#### TASK BRIEF
Please repeat the lines below word for word, starting at the line that contains "Target: arena building" and stopping after the line that contains "(445, 1162)".

Location labeling records
»»
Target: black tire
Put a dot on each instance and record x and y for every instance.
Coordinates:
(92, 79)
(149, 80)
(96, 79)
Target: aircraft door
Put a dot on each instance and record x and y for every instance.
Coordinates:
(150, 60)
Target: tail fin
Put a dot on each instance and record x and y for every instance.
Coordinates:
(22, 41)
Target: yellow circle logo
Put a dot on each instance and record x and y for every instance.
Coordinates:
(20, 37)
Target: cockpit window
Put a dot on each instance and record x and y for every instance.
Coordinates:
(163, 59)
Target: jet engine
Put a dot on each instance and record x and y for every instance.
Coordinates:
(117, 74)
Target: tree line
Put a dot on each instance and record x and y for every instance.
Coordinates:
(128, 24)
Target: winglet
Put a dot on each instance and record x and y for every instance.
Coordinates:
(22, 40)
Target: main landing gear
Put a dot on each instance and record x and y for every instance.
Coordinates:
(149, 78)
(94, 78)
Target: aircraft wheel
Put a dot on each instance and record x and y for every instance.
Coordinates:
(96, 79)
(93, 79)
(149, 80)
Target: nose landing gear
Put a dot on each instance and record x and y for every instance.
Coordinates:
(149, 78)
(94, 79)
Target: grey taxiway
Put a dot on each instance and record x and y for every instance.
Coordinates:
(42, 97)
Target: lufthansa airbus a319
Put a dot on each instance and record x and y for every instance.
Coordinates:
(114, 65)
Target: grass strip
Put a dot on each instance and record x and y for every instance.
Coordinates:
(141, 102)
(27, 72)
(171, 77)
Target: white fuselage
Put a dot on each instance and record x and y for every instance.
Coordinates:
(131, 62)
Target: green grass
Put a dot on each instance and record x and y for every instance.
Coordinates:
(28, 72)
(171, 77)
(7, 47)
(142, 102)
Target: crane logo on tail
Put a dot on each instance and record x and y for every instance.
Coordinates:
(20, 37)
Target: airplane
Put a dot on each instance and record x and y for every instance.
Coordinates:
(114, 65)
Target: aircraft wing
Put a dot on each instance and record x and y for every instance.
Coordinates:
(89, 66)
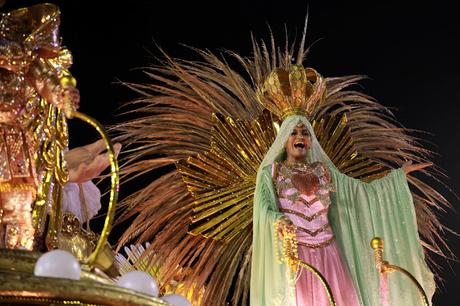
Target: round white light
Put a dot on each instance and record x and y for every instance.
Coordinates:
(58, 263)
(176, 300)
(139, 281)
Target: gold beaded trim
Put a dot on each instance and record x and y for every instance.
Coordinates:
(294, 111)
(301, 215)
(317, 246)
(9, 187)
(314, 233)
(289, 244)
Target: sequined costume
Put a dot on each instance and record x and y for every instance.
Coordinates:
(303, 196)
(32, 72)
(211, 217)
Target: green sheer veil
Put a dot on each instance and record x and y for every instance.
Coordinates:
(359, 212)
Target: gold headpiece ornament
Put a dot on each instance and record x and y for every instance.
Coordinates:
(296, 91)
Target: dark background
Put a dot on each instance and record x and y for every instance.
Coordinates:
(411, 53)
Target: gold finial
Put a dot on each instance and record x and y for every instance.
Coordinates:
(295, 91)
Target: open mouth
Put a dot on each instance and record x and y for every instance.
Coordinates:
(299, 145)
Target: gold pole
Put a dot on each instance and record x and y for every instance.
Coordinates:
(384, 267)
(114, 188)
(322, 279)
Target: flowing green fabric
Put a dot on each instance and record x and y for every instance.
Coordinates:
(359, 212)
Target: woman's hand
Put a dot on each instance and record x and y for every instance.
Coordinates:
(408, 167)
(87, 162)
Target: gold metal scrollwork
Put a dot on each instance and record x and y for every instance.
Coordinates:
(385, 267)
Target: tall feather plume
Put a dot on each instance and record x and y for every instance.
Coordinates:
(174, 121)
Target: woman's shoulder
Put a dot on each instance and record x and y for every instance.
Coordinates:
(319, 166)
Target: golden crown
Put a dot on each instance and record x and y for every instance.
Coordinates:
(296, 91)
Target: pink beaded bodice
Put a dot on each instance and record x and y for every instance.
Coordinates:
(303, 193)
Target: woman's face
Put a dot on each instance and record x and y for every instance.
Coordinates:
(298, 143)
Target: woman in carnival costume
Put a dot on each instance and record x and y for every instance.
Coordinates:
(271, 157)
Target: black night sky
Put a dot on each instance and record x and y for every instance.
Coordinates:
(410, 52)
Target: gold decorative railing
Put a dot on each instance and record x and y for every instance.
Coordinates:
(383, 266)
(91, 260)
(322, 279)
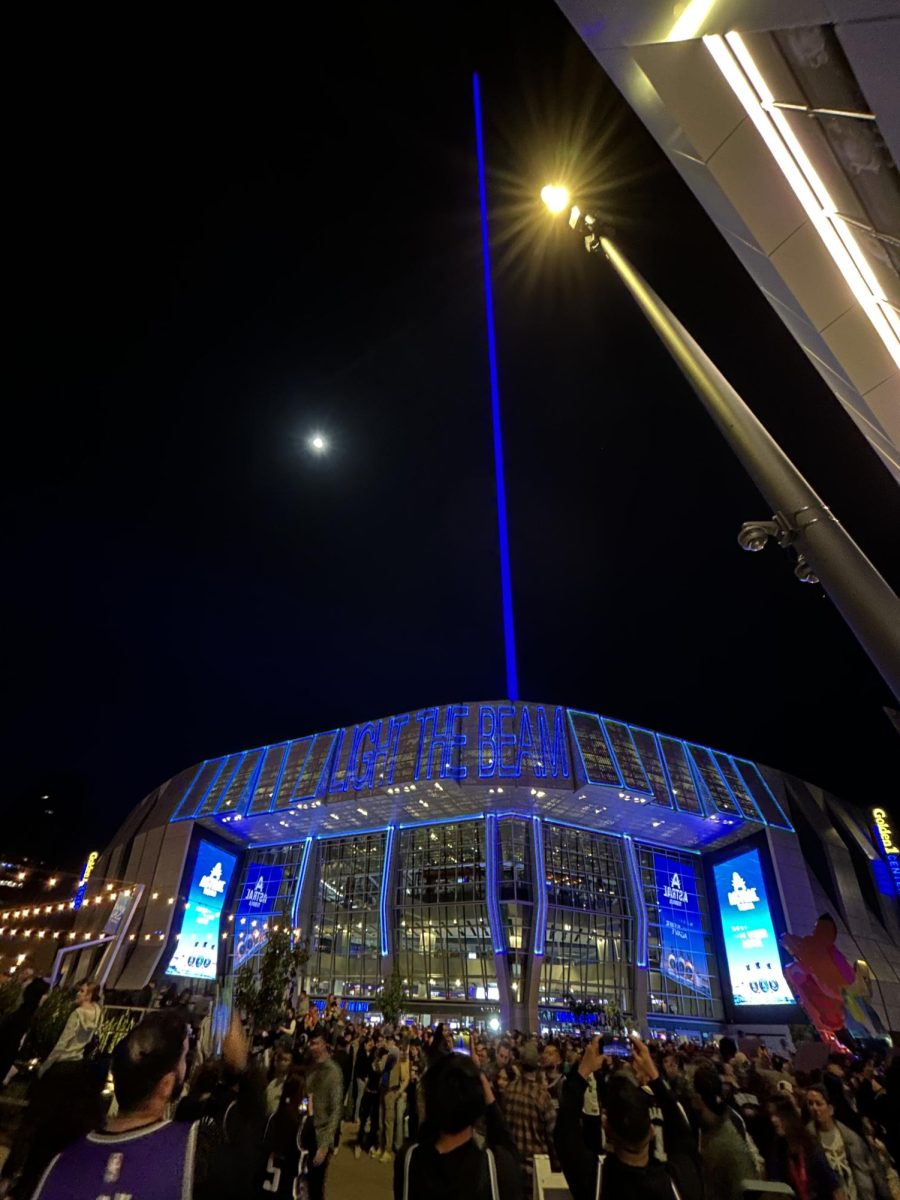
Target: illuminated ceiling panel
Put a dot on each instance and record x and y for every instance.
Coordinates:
««
»»
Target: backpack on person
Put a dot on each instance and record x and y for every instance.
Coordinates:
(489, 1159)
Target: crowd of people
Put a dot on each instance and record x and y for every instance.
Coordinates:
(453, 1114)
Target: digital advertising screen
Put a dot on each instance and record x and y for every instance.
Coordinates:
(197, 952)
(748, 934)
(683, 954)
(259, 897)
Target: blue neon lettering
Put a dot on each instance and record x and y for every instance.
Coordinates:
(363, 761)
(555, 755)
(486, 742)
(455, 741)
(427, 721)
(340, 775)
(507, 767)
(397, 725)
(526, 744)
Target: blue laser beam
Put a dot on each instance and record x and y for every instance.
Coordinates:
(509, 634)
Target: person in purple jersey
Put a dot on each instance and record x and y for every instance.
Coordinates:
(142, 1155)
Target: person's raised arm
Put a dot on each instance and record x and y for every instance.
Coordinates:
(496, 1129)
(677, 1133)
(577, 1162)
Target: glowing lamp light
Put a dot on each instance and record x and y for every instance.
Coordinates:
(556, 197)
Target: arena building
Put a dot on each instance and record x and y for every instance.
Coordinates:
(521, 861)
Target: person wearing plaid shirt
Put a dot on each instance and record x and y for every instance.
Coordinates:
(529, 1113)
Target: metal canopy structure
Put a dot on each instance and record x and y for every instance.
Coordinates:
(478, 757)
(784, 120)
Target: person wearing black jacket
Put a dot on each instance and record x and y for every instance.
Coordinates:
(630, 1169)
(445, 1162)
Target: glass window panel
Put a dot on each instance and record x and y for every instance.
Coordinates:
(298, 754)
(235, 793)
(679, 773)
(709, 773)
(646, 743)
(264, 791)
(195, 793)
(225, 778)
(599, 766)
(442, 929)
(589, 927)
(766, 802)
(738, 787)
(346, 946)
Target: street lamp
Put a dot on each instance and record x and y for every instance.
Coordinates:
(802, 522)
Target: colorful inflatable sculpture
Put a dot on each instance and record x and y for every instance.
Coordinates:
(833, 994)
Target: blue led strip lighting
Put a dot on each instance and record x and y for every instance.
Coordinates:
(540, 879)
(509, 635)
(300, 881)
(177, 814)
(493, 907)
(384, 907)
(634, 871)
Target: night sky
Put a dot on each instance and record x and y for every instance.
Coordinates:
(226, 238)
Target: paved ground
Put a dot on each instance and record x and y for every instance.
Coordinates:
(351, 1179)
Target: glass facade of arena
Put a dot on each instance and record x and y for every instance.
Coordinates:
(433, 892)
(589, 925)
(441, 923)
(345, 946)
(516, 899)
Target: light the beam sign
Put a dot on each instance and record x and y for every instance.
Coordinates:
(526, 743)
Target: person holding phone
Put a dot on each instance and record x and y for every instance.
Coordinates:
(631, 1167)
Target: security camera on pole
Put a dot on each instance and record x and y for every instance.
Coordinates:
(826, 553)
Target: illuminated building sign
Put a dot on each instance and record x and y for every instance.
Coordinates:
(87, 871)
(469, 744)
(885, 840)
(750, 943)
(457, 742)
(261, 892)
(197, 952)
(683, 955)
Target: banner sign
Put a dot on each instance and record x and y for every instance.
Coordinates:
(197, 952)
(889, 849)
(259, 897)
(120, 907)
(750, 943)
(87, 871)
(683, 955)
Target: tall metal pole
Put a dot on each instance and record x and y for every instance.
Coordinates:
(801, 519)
««
#### WRITTEN SOLUTION
Target: arena building
Put a dot on each instance and record x and y for every instance.
Coordinates:
(521, 861)
Target: person wearing plaid shirt
Put a dot on each instance and record x and y for every instance.
Coordinates:
(529, 1113)
Target: metal canopy structure
Put a dot on each instance and record x and y for every instance.
Coordinates:
(478, 757)
(784, 120)
Target: person wearing black jacket
Put a dot on each instance and record x and y for every instance.
Coordinates:
(630, 1169)
(445, 1162)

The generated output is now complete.